TASK DIRECTIONS →
Return every entry below exactly as written, minus the pictures.

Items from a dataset
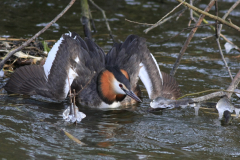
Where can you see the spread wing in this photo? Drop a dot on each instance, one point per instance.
(67, 60)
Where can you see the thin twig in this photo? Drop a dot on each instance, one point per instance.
(228, 12)
(224, 61)
(147, 24)
(191, 14)
(218, 43)
(156, 24)
(176, 64)
(225, 38)
(186, 29)
(36, 35)
(210, 15)
(208, 37)
(105, 18)
(234, 84)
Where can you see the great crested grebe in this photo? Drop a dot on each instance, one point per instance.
(103, 80)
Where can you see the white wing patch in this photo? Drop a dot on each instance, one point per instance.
(143, 74)
(51, 56)
(68, 82)
(157, 67)
(113, 105)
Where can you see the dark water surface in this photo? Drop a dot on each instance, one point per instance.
(33, 132)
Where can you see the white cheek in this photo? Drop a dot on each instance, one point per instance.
(116, 87)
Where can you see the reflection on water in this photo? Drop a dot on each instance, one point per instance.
(30, 129)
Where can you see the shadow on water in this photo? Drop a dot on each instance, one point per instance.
(30, 129)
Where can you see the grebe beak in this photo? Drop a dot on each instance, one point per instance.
(132, 95)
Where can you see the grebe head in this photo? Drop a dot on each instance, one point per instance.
(114, 85)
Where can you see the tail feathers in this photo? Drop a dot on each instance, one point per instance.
(26, 80)
(170, 88)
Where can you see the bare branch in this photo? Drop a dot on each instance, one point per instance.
(105, 18)
(189, 39)
(157, 24)
(36, 35)
(210, 15)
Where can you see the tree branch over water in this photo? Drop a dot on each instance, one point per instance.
(36, 35)
(177, 63)
(210, 15)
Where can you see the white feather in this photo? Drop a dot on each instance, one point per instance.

RESULT OF THE EXERCISE →
Where can you see the spread wing in this photo? Drop a dot on each instance, one point per instance.
(67, 60)
Where can you see the thin twig in this photo? Drop a dot on each instance, one point per instance.
(228, 12)
(224, 61)
(147, 24)
(191, 14)
(218, 43)
(156, 24)
(176, 64)
(225, 38)
(186, 29)
(36, 35)
(210, 15)
(208, 37)
(105, 18)
(234, 84)
Where can you see the great crested grebe in this photo? Drop a dot on each instance, one point per instance.
(103, 80)
Where can you see the white wing patch in this photo? Drop a dot on each instance, one point per instance.
(143, 74)
(51, 56)
(68, 82)
(157, 67)
(113, 105)
Where can you see the dark water surface in this photo? Drop a dot on each instance, one point per instance.
(33, 132)
Where can you see the white cheek in this photo? Drop a dot on each instance, one point per instance.
(116, 87)
Where can you see the reflection on water in this photo? Drop a dot on each instance, one point per instance.
(30, 129)
Where can you see the shadow on water in this photo? Drop a dot on each instance, one point per instance.
(30, 129)
Where can you see the grebe beak in this photo? Drop a dot on each instance, one point per instance.
(132, 95)
Where can you see the grebe head in this photo? Drop a dot on each instance, one point per instance.
(114, 85)
Where can you see the tail feathers in this photo? Drop a dot on each instance, one point per instance.
(26, 80)
(170, 88)
Where can you see the bare branch in this photo? Drop a dot on each instance, one point per instance.
(105, 18)
(189, 39)
(157, 24)
(36, 35)
(210, 15)
Where can you see the tree branch over water in this photo? Drop a dot on each instance, one point per instance.
(36, 35)
(177, 63)
(210, 15)
Where can you see the white feather in this photo? Drop a dot on each instance, one point per instance.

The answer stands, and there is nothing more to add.